The problem = Render each line of the data below as a row of a Markdown table with the columns "Index" and "Entry", numbering the rows in order and omitting any blank lines.

(Task input Opens)

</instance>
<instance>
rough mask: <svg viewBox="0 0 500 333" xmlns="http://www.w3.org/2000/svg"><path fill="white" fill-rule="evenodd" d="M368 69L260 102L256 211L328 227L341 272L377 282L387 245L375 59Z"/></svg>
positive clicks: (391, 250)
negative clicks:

(Task input Closes)

Written reply =
| Index | Entry |
|---|---|
| 1 | </instance> |
| 2 | <instance> |
| 3 | rough mask: <svg viewBox="0 0 500 333" xmlns="http://www.w3.org/2000/svg"><path fill="white" fill-rule="evenodd" d="M368 69L260 102L256 211L328 227L341 272L377 282L387 245L375 59Z"/></svg> |
| 4 | positive clicks: (391, 250) |
| 5 | negative clicks: |